Location identification items:
======
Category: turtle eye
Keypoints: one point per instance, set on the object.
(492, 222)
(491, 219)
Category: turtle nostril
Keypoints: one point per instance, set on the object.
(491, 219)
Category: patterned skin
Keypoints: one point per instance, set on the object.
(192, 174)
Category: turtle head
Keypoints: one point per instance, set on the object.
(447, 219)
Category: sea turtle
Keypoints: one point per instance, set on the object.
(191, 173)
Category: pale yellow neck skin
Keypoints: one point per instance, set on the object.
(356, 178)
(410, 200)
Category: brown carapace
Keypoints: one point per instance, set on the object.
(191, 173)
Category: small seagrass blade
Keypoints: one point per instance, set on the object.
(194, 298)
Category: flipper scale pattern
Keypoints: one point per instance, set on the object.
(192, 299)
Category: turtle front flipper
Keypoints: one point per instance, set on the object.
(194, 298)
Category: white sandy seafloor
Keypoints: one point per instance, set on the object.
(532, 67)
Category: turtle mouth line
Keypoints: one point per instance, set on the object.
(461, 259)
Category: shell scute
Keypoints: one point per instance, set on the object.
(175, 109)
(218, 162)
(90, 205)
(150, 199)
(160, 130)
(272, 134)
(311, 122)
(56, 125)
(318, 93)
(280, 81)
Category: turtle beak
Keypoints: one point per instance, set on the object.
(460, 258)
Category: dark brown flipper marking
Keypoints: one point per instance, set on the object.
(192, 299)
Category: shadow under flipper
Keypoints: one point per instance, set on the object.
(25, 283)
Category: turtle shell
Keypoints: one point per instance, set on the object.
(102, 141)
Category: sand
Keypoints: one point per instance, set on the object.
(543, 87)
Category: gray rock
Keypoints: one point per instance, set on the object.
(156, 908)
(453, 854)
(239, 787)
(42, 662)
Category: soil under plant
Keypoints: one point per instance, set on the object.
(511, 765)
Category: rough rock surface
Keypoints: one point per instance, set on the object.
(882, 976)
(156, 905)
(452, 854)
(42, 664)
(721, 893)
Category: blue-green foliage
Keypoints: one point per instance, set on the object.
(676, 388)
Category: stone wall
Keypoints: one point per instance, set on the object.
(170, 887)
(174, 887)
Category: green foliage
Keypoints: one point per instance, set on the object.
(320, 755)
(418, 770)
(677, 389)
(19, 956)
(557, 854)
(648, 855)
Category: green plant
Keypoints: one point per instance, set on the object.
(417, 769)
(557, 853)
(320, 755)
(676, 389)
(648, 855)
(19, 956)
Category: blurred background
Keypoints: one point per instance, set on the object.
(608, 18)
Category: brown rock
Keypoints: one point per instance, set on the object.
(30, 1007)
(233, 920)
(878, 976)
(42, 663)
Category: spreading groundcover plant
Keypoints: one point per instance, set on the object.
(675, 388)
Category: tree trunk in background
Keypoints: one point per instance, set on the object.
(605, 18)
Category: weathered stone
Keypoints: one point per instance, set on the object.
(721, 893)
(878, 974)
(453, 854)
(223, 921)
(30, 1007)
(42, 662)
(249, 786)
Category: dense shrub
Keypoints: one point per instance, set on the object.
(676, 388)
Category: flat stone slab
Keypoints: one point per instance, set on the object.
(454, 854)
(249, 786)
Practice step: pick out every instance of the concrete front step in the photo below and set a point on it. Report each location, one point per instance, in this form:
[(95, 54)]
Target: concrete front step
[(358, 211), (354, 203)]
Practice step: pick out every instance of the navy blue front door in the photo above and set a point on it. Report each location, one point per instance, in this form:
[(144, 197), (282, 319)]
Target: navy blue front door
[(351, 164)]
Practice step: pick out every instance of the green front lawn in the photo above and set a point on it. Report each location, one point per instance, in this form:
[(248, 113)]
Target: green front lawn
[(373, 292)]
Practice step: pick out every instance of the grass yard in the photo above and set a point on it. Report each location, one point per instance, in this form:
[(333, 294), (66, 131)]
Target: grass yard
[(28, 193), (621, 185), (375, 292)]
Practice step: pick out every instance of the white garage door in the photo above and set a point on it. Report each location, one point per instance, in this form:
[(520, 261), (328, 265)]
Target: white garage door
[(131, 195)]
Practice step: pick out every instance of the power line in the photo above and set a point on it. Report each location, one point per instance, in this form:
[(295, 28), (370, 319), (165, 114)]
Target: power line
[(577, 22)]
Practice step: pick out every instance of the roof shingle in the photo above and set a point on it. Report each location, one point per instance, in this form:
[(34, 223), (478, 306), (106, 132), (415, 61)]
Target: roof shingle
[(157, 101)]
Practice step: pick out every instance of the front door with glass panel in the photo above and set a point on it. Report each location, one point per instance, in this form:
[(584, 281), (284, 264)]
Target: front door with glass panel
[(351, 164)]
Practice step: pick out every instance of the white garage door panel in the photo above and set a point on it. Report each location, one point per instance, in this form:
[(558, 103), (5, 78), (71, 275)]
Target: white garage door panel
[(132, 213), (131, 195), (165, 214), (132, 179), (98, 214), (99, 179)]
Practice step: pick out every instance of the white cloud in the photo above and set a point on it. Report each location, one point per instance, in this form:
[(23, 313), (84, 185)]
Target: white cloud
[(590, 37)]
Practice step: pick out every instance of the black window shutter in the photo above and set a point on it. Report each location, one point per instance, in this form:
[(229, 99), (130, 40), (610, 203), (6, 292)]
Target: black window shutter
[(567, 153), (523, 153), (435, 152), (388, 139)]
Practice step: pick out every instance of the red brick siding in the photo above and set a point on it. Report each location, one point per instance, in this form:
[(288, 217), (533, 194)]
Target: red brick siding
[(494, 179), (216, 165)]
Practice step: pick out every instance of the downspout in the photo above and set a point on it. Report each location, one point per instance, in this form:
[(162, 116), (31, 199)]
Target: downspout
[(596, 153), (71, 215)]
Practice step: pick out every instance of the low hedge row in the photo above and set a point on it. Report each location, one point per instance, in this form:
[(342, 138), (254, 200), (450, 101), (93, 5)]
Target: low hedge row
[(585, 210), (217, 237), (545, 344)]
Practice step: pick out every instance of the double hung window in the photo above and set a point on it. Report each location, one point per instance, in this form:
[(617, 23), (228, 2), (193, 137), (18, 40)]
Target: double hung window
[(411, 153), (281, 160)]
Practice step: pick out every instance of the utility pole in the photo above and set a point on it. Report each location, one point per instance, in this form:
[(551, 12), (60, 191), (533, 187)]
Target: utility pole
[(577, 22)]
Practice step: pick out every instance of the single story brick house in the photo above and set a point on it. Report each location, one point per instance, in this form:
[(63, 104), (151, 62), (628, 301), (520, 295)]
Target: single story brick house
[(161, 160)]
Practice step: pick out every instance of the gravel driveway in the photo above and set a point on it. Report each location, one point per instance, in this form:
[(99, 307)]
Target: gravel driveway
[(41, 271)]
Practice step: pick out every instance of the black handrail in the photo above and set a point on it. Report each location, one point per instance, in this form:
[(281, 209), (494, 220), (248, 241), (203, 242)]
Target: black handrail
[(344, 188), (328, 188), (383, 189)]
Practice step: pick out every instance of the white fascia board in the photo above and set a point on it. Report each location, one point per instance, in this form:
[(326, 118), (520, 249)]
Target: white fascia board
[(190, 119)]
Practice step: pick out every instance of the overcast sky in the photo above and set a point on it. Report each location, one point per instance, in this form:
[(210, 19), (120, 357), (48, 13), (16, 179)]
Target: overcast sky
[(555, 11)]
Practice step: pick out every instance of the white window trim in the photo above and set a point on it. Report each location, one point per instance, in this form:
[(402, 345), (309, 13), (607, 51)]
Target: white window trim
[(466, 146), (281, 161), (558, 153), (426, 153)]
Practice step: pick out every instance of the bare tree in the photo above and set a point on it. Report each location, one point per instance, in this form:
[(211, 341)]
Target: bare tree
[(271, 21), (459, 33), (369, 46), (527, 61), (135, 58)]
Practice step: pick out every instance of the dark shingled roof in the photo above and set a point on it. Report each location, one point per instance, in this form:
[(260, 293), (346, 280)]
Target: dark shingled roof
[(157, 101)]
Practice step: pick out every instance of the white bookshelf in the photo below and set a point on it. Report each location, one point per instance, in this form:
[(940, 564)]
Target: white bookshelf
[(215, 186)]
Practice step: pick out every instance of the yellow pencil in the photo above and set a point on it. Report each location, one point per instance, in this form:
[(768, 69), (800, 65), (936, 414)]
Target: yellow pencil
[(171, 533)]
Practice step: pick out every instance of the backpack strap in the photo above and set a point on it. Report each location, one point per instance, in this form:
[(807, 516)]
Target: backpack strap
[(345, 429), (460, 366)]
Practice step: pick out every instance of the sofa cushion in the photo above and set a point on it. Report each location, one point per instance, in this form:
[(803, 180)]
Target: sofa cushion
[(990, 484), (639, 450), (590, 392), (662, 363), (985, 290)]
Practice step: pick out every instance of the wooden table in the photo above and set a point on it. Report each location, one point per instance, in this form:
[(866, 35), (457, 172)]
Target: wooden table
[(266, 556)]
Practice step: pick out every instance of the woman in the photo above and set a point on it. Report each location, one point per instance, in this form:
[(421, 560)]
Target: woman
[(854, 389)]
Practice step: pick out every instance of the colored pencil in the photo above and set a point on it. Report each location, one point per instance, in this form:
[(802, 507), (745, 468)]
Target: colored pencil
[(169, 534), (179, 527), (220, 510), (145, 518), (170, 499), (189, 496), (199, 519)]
======
◆ **What is needed**:
In the listing above, find the line with "Practice step: pick out every instance of the wooden" and set down that line and all after it exactly, through the final line.

◆ **Task output**:
Practice step: pick out every instance of the wooden table in the photo above and set a point on it. Report each location, one point per instance, in this form:
[(866, 35), (457, 172)]
Target: wooden table
[(266, 556)]
Practice step: pick out every instance of the woman in the photo above and set a point on it. Report each location, one point per instance, in this form:
[(421, 560)]
Target: woman
[(854, 389)]
Practice step: pick out every instance of the colored pencil in the photo above and set a point on it. Report each location, one point per instance, in this form:
[(802, 507), (745, 468)]
Target: colored pencil
[(169, 534), (179, 527), (220, 510), (145, 518), (170, 499), (189, 496), (199, 519)]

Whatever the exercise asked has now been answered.